## PROBLEM TO WORK ON:
Output the entire listing below exactly as it stands.
+ + + +
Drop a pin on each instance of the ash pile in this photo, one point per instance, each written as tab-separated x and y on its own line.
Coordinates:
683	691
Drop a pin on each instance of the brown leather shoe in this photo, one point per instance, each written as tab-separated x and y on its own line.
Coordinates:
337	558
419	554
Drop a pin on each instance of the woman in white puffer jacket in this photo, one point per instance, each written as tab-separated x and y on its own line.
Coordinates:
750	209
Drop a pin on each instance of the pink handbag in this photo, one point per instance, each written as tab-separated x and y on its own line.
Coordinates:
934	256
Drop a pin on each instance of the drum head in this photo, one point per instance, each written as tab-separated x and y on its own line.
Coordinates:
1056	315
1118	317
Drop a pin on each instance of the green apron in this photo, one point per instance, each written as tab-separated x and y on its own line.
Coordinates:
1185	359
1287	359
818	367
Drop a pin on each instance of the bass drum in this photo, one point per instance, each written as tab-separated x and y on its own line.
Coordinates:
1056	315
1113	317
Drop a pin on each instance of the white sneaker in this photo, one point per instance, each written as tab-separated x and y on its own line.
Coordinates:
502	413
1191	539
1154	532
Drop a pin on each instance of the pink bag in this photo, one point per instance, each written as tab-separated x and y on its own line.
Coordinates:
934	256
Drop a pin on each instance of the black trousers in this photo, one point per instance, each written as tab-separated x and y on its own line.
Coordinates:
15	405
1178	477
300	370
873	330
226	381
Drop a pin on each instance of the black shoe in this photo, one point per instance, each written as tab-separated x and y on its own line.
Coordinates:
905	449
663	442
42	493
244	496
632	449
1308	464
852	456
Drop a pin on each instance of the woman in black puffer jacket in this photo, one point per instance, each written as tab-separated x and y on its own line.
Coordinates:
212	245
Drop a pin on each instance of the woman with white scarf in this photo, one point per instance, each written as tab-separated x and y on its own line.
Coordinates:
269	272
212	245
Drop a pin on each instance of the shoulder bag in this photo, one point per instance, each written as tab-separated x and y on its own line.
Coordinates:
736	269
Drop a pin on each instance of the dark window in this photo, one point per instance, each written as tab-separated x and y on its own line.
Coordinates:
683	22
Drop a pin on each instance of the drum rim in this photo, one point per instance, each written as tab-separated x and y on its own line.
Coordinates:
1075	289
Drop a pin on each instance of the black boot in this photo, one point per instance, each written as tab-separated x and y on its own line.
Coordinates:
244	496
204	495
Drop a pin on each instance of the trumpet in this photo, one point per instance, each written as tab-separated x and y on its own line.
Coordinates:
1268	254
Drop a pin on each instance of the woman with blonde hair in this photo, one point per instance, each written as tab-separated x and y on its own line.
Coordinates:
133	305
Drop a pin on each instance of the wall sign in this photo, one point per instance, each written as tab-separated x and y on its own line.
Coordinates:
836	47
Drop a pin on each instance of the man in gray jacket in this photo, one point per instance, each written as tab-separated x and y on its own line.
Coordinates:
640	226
+ + + +
## RESPONSE TO THIS EXERCISE:
Drop a pin on each instance of the ash pile in this photo, one point per instance, each written as tab-separated x and y on its own line.
Coordinates:
683	691
Drop a pin on each instance of the brown leather shoe in this photo, one point per instance, each written as tab-separated x and y on its own line.
Coordinates:
337	558
419	554
Drop a pin on each instance of the woman in white puffer jacket in this photo, one point per instance, each written as tab-separated x and y on its own line.
Coordinates:
750	209
Drop a pin on each instance of the pink handbag in this photo, one point per instance, each written as tab-separated x and y on its own line.
Coordinates:
934	256
Drop a pin on each instance of the drum head in this photo, one point per instance, each written as tab-separated x and y on its own line.
Coordinates:
1056	315
1118	317
Drop a pin on each instance of the green apron in this photo, one point per instance, each written as tab-separated x and y on its own line.
Coordinates:
1185	359
1287	359
818	367
Drop a pin on each instance of the bass drum in this photo, one point per instance, each written as tab-separated x and y on its own line.
Coordinates:
1056	315
1113	317
Drop a pin on each instance of the white sneaker in this photo, one point per instance, each written as tab-separated x and y on its own line.
Coordinates:
502	413
1191	539
1154	532
Drop a pin on each instance of the pink bag in this photo, one point per instance, each written as tab-separated x and y on its own line.
Coordinates:
934	256
Drop a pin on each instance of the black trousers in this photo, one point per instance, each written as tab-separated x and y on its own line.
Coordinates:
15	405
1178	477
300	370
873	330
226	381
Drop a pin on each instance of the black shoe in this photo, one point per instance, each written as tab-separated x and y on its own line.
Coordinates:
905	449
663	442
42	493
244	496
632	449
1308	464
852	456
Drop a pin on each instance of the woman in black puffer jacket in this photo, one point per instance, each written as tab-separated x and y on its own line.
Coordinates:
212	245
Drop a pin on each instance of the woman with white scarf in this photo, one point per instance, each written as tab-separated x and y on its own line.
Coordinates:
269	272
212	245
Drop a pin on each instance of the shoulder bag in this photo, one point per instance, each written as tab-separated x and y on its own line.
Coordinates:
736	269
Drop a pin on each instance of the dark window in this photo, one point per instance, each written as tab-separated x and y on its own line.
Coordinates:
683	22
Drop a pin on each instance of the drum rim in this photo, one point per instance, each written as tab-separated x and y on its own line.
Coordinates:
1075	289
Drop a pin on each instance of the black boot in this photo, one point per instance, each written as tab-separated x and y on its own line.
Coordinates:
244	496
204	495
Drop a pin on each instance of the trumpet in this photo, one point per instance, each written as tab-separated x and y on its own line.
Coordinates:
1268	254
Drop a pin on each instance of the woman with blonde hair in this photo, one point per instance, each written as tab-separated x and y on its own line.
Coordinates:
133	305
Drop a pin on each instance of the wall sign in this photo, one point per instance, each written as tab-separated x and y on its own line.
Coordinates:
836	47
Drop a pin on each instance of the man in gray jacket in this photo, one point per instance, each written as tab-separated x and y on its own line.
Coordinates:
640	226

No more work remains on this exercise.